*EXCERPT*
━━━━━━━━━━━━━━━━━━━━━━━━━━━━━━

According to an aspect of the present invention, there is provided a method for leaving a voice mail for an inmate in a correctional facility from an external caller outside the prison facility. Identifying indicia is received for identifying the inmate from among a plurality of inmates. The identifying indicia is compared against a plurality of identifying indicia to determine whether a match exists there between. Each of the plurality of identifying indicia is for identifying one of the plurality of inmates. The external caller is permitted to leave the voice mail for the inmate, only when the match exists.

According to another aspect of the present invention, there is provided a method for retrieving a voice mail by an inmate in a correctional facility, the voice mail having been left by an external caller located outside the correctional facility. Verification indicia is received for verifying a claimed identity of the inmate. The verification indicia is compared against each of a plurality of verification indicia to determine whether a match exists there between. The inmate is permitted to retrieve the voice mail, only when the match exists.

According to yet another aspect of the present invention, there is provided a system for leaving a voice mail for an inmate in a correctional facility from an external caller outside the prison facility. The system includes means for receiving identifying indicia for identifying the inmate from among a plurality of inmates. The system further includes means for comparing the identifying indicia against a plurality of identifying indicia to determine whether a match exists there between. Each of the plurality of identifying indicia is for identifying one of the plurality of inmates. The system also includes means for permitting the external caller to leave the voice mail for the inmate, only when the match exists.

According to still another aspect of the present invention, there is provided a system for retrieving a voice mail by an inmate in a correctional facility, the voice mail having been left by an external caller located outside the correctional facility. The system includes means for receiving verification indicia for verifying a claimed identity of the inmate. The system further includes means for comparing the verification indicia against each of a plurality of verification indicia to determine whether a match exists there between. The system also includes means for permitting the inmate to retrieve the voice mail, only when the match exists.

These and other aspects, features and advantages of the present invention will become apparent from the following detailed description of exemplary embodiments, which is to be read in connection with the accompanying drawings.

BRIEF DESCRIPTION OF THE DRAWINGS

The present invention may be better understood in accordance with the following exemplary figures, in which:

FIG. 1 is a block diagram illustrating an inmate voice mail (IVM) system 100, according to an illustrative embodiment of the present invention;

FIG. 2 is a flow diagram illustrating a method 200 for leaving a voice mail on the inmate voice mail (IVM) system 100 of FIG. 1, according to an illustrative embodiment of the present invention; and

FIG. 3 is a flow diagram illustrating a method 300 for retrieving a voice mail from the inmate voice mail (IVM) system 100 of FIG. 1, according to an illustrative embodiment of the present invention.

DETAILED DESCRIPTION

The present invention is directed to an inmate voice mail system and method. It is to be appreciated that the present invention may be implemented locally with respect to a particular correctional facility and/or may be centralized for use by more than one correctional facility.

The present description illustrates the principles of the present invention. It will thus be appreciated that those skilled in the art will be able to devise various arrangements that, although not explicitly described or shown herein, embody the principles of the invention and are included within its spirit and scope.

All examples and conditional language recited herein are intended for pedagogical purposes to aid the reader in understanding the principles of the invention and the concepts contributed by the inventor to furthering the art, and are to be construed as being without limitation to such specifically recited examples and conditions.

━━━━━━━━━━━━━━━━━━━━━━━━━━━━━━

Excerpts from a location annotation dataset
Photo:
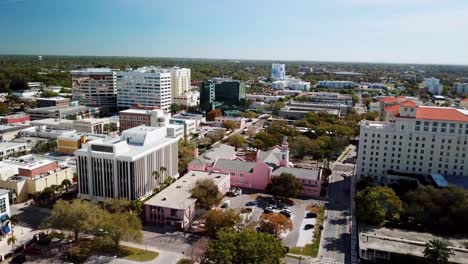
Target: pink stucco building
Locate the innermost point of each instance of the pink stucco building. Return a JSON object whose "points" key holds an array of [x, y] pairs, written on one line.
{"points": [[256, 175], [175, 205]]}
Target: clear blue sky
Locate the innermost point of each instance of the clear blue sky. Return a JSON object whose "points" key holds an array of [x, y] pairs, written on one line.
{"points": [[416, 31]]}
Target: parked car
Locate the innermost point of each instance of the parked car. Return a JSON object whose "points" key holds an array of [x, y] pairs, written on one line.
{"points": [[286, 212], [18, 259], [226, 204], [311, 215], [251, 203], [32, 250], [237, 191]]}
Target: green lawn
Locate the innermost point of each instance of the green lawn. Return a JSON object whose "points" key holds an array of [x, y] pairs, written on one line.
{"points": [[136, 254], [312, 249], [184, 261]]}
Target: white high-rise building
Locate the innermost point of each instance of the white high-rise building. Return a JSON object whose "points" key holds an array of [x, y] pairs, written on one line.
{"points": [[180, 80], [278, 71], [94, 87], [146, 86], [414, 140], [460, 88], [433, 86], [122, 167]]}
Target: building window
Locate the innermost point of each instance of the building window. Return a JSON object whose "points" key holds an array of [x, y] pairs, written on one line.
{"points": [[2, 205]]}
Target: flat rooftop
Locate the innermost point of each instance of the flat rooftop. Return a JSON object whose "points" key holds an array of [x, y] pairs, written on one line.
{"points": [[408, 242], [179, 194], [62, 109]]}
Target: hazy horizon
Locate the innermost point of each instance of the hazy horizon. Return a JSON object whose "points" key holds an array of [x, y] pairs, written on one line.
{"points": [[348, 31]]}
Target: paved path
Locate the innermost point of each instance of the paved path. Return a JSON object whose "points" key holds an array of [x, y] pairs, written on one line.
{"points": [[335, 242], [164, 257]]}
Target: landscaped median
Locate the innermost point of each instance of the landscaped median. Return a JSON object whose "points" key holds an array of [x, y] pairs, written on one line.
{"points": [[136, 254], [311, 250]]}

━━━━━━━━━━━━━━━━━━━━━━━━━━━━━━

*GIVEN EXERCISE*
Reproduce the passage of the inmate voice mail patent text from "According to still" to "inmate to retrieve the voice mail, only when the match exists.". None of the records are needed here.

*RIGHT ANSWER*
According to still another aspect of the present invention, there is provided a system for retrieving a voice mail by an inmate in a correctional facility, the voice mail having been left by an external caller located outside the correctional facility. The system includes means for receiving verification indicia for verifying a claimed identity of the inmate. The system further includes means for comparing the verification indicia against each of a plurality of verification indicia to determine whether a match exists there between. The system also includes means for permitting the inmate to retrieve the voice mail, only when the match exists.